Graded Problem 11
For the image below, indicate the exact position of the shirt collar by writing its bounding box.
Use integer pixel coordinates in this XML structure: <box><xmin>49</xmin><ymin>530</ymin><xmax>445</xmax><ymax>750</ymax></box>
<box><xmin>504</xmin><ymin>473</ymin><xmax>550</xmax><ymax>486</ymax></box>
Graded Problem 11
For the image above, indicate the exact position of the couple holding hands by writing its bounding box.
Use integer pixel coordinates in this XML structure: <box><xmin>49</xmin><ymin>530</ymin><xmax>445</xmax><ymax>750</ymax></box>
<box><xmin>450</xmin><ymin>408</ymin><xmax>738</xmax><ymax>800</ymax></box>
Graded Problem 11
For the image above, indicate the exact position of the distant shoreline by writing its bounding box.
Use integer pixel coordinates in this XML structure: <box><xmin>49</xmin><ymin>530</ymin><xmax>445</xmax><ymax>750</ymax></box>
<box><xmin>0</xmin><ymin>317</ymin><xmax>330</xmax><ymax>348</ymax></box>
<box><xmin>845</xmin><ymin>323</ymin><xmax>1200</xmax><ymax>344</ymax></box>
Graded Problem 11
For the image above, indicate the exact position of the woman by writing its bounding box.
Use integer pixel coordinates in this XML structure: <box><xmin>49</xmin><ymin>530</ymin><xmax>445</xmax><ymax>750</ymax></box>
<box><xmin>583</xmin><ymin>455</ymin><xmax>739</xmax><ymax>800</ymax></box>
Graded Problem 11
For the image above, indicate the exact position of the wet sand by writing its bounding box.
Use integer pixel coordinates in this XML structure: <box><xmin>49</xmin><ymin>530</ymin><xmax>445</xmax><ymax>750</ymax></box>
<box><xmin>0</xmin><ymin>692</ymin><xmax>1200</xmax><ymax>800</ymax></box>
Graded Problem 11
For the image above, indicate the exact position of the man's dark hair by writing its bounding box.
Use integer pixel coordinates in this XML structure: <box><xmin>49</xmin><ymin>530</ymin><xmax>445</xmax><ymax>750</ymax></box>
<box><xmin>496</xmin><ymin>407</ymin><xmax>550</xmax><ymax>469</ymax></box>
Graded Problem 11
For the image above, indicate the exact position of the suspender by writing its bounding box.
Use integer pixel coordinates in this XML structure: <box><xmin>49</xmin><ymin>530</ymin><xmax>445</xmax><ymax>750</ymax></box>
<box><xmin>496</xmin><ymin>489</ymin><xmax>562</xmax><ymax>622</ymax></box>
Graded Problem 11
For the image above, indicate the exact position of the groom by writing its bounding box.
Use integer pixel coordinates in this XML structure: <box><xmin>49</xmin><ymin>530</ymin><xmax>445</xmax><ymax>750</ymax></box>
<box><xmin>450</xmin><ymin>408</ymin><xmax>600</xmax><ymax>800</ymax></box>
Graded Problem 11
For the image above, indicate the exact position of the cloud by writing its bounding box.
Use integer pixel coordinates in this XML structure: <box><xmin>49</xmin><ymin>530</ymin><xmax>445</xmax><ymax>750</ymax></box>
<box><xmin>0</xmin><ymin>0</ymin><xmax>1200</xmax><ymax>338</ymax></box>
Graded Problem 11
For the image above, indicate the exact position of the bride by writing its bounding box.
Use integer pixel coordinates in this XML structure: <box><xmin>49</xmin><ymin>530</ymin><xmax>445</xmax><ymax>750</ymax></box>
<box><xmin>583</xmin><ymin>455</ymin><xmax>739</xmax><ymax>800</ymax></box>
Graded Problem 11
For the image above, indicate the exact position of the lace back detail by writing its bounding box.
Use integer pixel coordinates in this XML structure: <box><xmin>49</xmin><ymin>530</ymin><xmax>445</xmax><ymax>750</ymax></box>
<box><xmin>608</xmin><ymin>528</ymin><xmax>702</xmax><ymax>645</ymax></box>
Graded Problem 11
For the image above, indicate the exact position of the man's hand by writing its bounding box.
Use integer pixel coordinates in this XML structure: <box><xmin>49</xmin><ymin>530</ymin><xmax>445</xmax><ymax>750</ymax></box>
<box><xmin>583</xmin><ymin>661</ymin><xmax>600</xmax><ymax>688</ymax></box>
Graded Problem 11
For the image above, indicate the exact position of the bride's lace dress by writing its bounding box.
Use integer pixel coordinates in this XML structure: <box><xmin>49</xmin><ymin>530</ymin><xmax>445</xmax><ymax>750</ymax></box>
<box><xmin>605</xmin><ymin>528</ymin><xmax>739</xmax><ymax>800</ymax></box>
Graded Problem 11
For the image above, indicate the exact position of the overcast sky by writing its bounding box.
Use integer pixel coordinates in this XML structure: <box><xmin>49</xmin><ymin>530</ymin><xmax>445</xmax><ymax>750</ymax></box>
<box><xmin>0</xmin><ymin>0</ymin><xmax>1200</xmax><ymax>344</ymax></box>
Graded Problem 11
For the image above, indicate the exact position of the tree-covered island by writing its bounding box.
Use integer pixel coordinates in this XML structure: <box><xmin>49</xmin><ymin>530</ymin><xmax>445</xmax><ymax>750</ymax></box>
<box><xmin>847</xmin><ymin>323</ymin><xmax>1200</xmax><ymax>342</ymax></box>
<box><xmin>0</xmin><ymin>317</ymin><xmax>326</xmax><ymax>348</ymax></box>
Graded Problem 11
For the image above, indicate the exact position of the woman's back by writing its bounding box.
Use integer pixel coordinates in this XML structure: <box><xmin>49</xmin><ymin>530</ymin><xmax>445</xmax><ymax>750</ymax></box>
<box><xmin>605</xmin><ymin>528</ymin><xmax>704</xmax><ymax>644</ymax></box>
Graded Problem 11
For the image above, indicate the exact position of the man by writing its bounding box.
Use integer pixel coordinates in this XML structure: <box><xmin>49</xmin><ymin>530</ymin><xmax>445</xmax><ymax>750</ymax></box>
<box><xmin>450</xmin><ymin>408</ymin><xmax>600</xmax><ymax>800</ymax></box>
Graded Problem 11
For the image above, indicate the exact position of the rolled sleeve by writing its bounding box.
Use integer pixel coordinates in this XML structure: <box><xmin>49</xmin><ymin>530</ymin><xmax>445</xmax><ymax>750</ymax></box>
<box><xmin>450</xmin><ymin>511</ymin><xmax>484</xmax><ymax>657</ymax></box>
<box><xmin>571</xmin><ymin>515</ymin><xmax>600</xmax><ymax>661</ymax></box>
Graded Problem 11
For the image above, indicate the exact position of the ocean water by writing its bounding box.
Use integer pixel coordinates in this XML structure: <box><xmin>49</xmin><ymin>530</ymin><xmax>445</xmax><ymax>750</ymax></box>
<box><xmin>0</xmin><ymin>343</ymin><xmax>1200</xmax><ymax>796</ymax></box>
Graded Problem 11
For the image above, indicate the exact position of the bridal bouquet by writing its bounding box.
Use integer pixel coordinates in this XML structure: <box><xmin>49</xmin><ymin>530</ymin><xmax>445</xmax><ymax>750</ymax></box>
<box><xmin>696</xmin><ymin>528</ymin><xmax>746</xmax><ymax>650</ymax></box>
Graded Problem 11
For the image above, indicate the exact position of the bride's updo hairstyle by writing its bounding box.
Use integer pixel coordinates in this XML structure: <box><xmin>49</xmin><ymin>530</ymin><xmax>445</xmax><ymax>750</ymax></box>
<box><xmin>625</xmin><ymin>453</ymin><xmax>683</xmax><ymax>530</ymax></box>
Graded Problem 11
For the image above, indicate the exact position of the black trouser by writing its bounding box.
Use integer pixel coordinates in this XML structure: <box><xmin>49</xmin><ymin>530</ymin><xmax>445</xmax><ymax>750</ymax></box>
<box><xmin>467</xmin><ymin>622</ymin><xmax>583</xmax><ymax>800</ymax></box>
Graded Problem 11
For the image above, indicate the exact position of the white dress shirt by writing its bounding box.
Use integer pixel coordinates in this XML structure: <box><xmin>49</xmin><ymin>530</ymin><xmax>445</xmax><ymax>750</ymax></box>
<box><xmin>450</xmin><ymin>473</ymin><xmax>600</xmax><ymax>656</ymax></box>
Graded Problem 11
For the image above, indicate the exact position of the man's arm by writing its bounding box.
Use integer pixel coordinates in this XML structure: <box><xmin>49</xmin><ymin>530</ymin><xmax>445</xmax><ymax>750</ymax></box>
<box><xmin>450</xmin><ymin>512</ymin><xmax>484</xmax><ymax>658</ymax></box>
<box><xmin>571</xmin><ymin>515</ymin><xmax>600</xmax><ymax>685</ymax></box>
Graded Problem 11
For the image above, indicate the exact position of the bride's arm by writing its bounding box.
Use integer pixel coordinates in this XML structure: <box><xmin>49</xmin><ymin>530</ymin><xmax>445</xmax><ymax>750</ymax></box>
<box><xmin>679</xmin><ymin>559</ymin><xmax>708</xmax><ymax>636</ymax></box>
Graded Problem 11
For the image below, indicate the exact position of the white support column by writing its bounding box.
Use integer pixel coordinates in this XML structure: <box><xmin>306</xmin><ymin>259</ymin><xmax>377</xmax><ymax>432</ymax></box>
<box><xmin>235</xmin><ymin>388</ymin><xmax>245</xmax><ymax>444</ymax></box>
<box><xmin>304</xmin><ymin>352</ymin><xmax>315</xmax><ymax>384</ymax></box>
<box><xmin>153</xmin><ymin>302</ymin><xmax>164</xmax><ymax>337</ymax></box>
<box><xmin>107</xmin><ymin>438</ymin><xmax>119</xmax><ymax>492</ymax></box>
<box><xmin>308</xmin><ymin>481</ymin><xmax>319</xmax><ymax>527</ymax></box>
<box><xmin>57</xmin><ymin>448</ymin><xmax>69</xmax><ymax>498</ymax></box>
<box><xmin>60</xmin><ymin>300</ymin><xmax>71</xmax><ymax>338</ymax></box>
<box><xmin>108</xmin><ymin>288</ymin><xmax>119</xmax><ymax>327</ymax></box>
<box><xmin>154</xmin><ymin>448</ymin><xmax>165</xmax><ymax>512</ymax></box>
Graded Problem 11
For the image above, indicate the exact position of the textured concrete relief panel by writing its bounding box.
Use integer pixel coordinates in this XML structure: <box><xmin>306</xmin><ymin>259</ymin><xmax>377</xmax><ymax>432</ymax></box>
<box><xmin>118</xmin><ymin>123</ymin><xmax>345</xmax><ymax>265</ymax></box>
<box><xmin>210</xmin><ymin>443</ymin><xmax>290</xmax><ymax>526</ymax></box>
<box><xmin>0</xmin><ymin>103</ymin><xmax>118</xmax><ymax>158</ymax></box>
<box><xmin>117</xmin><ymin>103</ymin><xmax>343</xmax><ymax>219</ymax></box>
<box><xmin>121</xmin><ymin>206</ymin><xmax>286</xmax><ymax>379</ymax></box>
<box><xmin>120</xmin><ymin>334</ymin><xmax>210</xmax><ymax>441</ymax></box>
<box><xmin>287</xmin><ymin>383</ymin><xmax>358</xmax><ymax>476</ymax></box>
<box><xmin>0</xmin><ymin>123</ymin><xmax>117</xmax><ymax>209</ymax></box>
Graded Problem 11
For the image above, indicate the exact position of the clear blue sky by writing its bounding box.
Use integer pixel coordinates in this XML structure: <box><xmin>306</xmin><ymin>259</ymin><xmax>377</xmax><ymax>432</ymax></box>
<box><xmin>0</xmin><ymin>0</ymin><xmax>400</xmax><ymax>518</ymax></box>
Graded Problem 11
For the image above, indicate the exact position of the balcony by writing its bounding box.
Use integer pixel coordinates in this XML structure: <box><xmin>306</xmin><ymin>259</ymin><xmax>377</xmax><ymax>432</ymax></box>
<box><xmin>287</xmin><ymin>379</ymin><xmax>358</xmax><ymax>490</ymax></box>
--*--
» **OBJECTIVE**
Extract each line of the records above that contains the string "dress", and reproduce those lines in their original order.

» **RESULT OF THIS EXERCISE**
For the image above, indicate the exact position of the bride's lace dress by writing its bounding box.
For the image above, indicate the exact position of the white dress shirt by writing its bounding box.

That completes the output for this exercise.